Фрагмент текста:
+===+

Любопытство и наказание за любопытство: христианское типологическое ви́дение историй Евы и Пандоры оформляется во II веке в трудах Тертуллиана и святого Иринея Лионского. Оба автора говорят о дарованном человечеству свыше желании расширять свои знания и о наказании за такие попытки. Если оставить пока в стороне аспект нелюбви ко всему женскому, получается, что оба сюжета затрагивают вопрос о границах честолюбия. Любопытство отчасти дозволительно, но необузданное – наказуемо. Вот только почему?

Мы уже говорили, что дантовский Улисс терпит наказание не за пагубный совет, а за то, что отправился за дозволенные Богом пределы любопытства. Как Адаму и Еве в райском саду, Улиссу был открыт весь познаваемый мир: лишь за горизонт заглядывать не следовало. Но именно оттого, что горизонт есть зримая и вещественная граница мира, так же как древо познания Добра и Зла – предел данного нам в ощущении, то, устремляясь за непересекаемую черту или вкушая запретный плод, мы подспудно доказываем, что достижимо нечто еще, существующее вне обыденных явлений. В XIX веке в этом что ни день убеждался Роберт Льюис Стивенсон, одну за другой читая на серых фасадах Эдинбурга, города своей юности, все десять заповедей с их непреклонными запретами, и не случайно позднее называл их «законом многих „не“»: то есть соблазны наслаждений, как в темном зеркале, открываются даже тем, кто о них пока не догадывается[79].

Улиссу, с его роковым любопытством, Данте противопоставляет Ясона, предводителя аргонавтов, который отправился со своими спутниками за золотым руном и победно вернулся с добычей. Когда Данте к концу своего странствия по Раю видит наконец непередаваемую картину мироздания, он сравнивает это ошеломляющее зрелище с тем, что увидел Нептун, провожая взглядом скользящую тень корабля Ясона, первого рукотворного судна, пустившегося по пустынным водам, подвластным божеству[80]. Этим сравнением Данте благословляет искания – дозволенные и потому похвальные, в отличие от окаянных скитаний злополучного Улисса в поисках запретной неизведанности.

+===+

Строки данных:

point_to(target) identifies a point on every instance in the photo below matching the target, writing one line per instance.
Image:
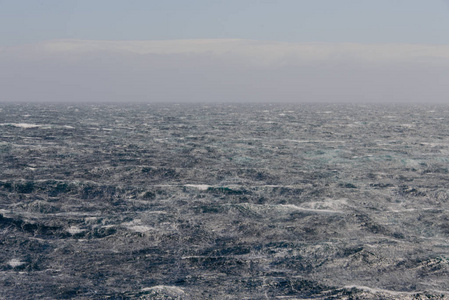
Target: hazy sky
(228, 50)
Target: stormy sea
(224, 201)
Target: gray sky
(247, 50)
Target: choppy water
(224, 201)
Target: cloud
(223, 70)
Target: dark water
(224, 202)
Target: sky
(224, 51)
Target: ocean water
(224, 201)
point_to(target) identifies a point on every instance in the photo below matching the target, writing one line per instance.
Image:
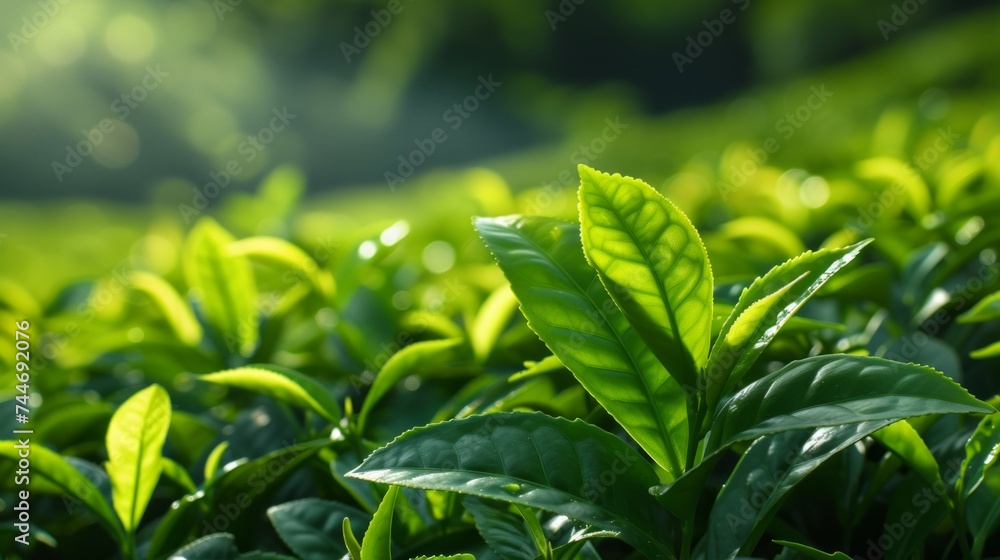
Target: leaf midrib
(133, 522)
(664, 432)
(576, 499)
(659, 284)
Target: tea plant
(260, 400)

+===+

Что нужно сделать:
(1) Перепишите дословно часть отрывка о любопытстве между «Улиссу, с его» и «поисках запретной неизведанности.», включая оба эти места.
(2) Продолжите отрывок о любопытстве и его пределах у Данте, начав сразу после последнего приведенного предложения.

Ожидаемые ответы:
(1)
Улиссу, с его роковым любопытством, Данте противопоставляет Ясона, предводителя аргонавтов, который отправился со своими спутниками за золотым руном и победно вернулся с добычей. Когда Данте к концу своего странствия по Раю видит наконец непередаваемую картину мироздания, он сравнивает это ошеломляющее зрелище с тем, что увидел Нептун, провожая взглядом скользящую тень корабля Ясона, первого рукотворного судна, пустившегося по пустынным водам, подвластным божеству[80]. Этим сравнением Данте благословляет искания – дозволенные и потому похвальные, в отличие от окаянных скитаний злополучного Улисса в поисках запретной неизведанности.

(2)
Искания Улисса – приземленные, материальные, чрезмерно честолюбивые; бравурные слова, которые Теннисон вкладывает в его уста в своем вдохновенном переложении этого эпизода, – «дерзать, искать, найти и не сдаваться», – отчасти приукрашивают действительность. «Дерзать» и «искать», как мы прекрасно знаем, не всегда означает «найти», а не сдаваться в некоторых случаях просто невозможно. Искания Данте одухотворены, метафизичны и смиренны. Для обоих любопытство – неотъемлемое свойство натуры: оно определяет, что значит быть человеком. Но если для Улисса «быть» подразумевает нахождение в некоем пространстве, то для Данте это существование в определенном времени (в итальянском языке это различие гораздо более очевидно, чем в английском, и выражено глаголами «stare», что означает «находиться», и «essere», то есть «быть», «существовать»). По прошествии трех веков Гамлет попытается решить эту проблему, соединив оба понятия в одном знаменитом вопросе.

И Ева, и Пандора знали, что любопытство – это искусство вопрошания. Но как отличить добро от зла? Кто я в райском саду? Что хранится в закрытом сосуде? Что мне дозволено знать? И что не дозволено? Чем или кем? И почему? Чтобы понять, о чем мы спрашиваем, мы прячем свое любопытство под маской повествования, облекая вопросы в слова и открывая возможность для новых вопросов. В этом смысле литература представляет собой непрерывный диалог, напоминающий пилпул – форму талмудического диспута, диалектического метода достижения знания через постановку все более изощренных вопросов (хотя порой к нему обращаются просто для совершенствования навыков обстоятельной дискуссии). Искусство постановки вопросов есть основа основ, не случайно в XVIII веке рабби Нахман из Брацлава говорил, что если человек не задает вопросов о Боге, значит он в Бога не верит[81].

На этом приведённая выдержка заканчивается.